━━━ Data extract
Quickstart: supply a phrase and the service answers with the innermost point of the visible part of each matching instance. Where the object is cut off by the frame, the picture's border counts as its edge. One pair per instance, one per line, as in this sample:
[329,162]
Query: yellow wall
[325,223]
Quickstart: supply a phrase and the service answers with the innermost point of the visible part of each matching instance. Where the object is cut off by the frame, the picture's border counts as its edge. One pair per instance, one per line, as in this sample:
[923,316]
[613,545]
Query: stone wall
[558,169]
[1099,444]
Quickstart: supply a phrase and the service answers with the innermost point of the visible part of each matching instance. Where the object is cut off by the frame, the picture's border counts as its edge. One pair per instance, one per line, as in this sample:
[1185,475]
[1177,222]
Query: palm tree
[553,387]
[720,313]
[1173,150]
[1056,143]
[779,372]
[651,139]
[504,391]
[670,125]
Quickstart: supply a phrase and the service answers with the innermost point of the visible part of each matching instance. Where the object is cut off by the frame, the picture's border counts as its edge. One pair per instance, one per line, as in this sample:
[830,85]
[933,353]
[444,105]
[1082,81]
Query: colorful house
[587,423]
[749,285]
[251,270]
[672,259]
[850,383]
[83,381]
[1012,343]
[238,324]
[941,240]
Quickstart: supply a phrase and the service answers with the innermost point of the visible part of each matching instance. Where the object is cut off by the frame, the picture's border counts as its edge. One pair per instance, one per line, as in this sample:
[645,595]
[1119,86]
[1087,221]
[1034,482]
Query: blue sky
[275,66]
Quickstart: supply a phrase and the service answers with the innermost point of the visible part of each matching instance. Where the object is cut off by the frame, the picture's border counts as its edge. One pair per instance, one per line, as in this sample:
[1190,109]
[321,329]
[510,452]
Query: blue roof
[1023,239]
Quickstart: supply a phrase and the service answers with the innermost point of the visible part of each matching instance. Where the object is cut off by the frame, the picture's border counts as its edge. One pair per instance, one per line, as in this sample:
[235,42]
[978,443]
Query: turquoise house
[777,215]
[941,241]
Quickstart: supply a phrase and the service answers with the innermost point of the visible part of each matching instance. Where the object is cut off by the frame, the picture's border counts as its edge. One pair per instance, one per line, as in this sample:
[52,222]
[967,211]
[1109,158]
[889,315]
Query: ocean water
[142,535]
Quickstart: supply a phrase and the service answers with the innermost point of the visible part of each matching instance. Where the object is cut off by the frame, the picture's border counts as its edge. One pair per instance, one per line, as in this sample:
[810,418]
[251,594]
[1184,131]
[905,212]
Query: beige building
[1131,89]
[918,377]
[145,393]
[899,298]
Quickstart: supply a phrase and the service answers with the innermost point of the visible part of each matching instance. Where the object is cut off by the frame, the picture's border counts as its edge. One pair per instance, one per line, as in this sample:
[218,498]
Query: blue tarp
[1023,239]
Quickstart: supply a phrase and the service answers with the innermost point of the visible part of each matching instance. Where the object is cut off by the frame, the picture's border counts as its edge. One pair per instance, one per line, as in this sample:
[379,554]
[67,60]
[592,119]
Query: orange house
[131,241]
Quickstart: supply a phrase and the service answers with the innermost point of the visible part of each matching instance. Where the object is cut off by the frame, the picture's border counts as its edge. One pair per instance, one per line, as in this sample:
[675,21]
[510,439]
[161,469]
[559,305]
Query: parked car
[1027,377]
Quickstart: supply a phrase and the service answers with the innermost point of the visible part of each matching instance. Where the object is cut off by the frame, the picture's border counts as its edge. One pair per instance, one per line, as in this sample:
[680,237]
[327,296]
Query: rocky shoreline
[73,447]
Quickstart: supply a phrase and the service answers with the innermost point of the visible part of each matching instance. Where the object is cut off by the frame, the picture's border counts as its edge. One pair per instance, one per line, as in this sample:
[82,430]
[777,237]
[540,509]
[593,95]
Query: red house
━━━━━━
Problem statement: Reproduce the data in full, precisely as given.

Solution to this problem:
Quickstart: supply a phrase and the service answers with the innermost point of the visible part of each matching instance. Where the object is cut off by the frame, the picture's border counts as its edge. One pair per instance, one per line, as in this sample:
[329,162]
Query: yellow wall
[325,223]
Quickstart: supply a phrase and the service answers with the innermost point of the visible part of each matching instance. Where the object is cut off by the frame, the picture's border counts as its edge. One pair per instance, one per line, as in this sample:
[923,316]
[613,545]
Query: stone wall
[558,169]
[1099,444]
Quickstart: supply a phrase and the service answers with the innermost point of the visible part of each matching instance. Where the object is cut off by the frame, the picture's border counts as its edge. One pair per instance, one per line, as in this sample:
[1185,475]
[1177,222]
Query: palm tree
[553,387]
[720,313]
[1173,150]
[1056,143]
[779,372]
[651,139]
[504,391]
[670,125]
Quickstart: supply a phrase and the service answers with the innermost point of the visible part of each matching instance. Where the object is cut off by the frame, the picture's border counts as its edge. One pair per instance, one per line, as in this sample:
[830,85]
[933,353]
[444,105]
[1082,81]
Query: colorful house
[587,423]
[749,285]
[251,270]
[672,259]
[850,383]
[83,381]
[1012,343]
[238,324]
[941,240]
Quickstart: supply a phrase and the service answers with the innermost point of the visible part of each matching instance. Where the object is cut off by the frame, the picture's border counts as its edge. One pair per instance, one per line, as in this sample:
[645,595]
[1119,86]
[1087,221]
[1034,482]
Query: blue sky
[275,66]
Quickstart: supply a phrase and the service answers with the innermost point of the visible part of each matching instance. Where the object is cut off by the frame, the picture's border counts as its edge. One pair per instance, one per line, as in this sample:
[1190,109]
[321,329]
[510,452]
Query: blue roof
[1023,239]
Quickstart: supply a phrase and the service answers with the innermost point of the visible part of each matching instance. Where the object is cut off by the frame, the picture's border counts as its edge. One pair per instance, one per line, as in this sample:
[235,42]
[978,443]
Query: turquoise house
[777,215]
[941,241]
Quickstart: supply a phrase and the service answers with the innermost point of the visible part of each matching instance. Where the object is cut off by the frame, the picture's border counts as its edge. One pair per instance, one per line, as in this sample:
[52,222]
[967,211]
[1109,158]
[889,315]
Query: ocean water
[142,535]
Quickstart: supply a phrase and the service answers with the innermost point of the visible part of each matching instance. Where the object is cut off by the frame, the picture's border counts as its edge. One pair per instance, one per line, as in this sample:
[810,418]
[251,594]
[1184,131]
[905,212]
Query: beige building
[1131,89]
[918,377]
[145,393]
[899,298]
Quickstart: supply a phrase and the service answers with the innermost point of the visible part of each matching instance. Where the object is cut off by the frame, the picture's border counts as its edge. One pair per instance, one per line, as in this sample:
[218,498]
Query: blue tarp
[1023,239]
Quickstart: supply a phrase and the service answers with the innermost point of the visible part of each matching instance. Where the object is cut off by the frame, the picture's border counts as its edge. One pair per instance, one per line, as in this sample:
[379,554]
[67,60]
[592,119]
Query: orange house
[131,241]
Quickstart: supply a phrase and the service answers with the innermost point of the visible part of each matching instance. Where the object is cut off by the frame, the picture's border counts as its edge. One pair per instance, one per line, as in this sample:
[675,21]
[510,439]
[161,469]
[559,305]
Query: parked car
[1027,377]
Quickstart: supply a phrase and the service answers with the innermost point of the visible part of each matching instance. Where the object is cut off by the frame, the picture's border counts as its edge. One pair per instance, one per line, as in this sample:
[680,237]
[327,296]
Query: rocky shoreline
[73,447]
Quickstart: supply a phrase and the service answers with the innermost point of the visible part of each matching instance. Where the object is cut off by the frame, the picture's border counts as its edge. One pair per instance, one per line, as in this sample:
[82,430]
[777,237]
[540,509]
[593,95]
Query: red house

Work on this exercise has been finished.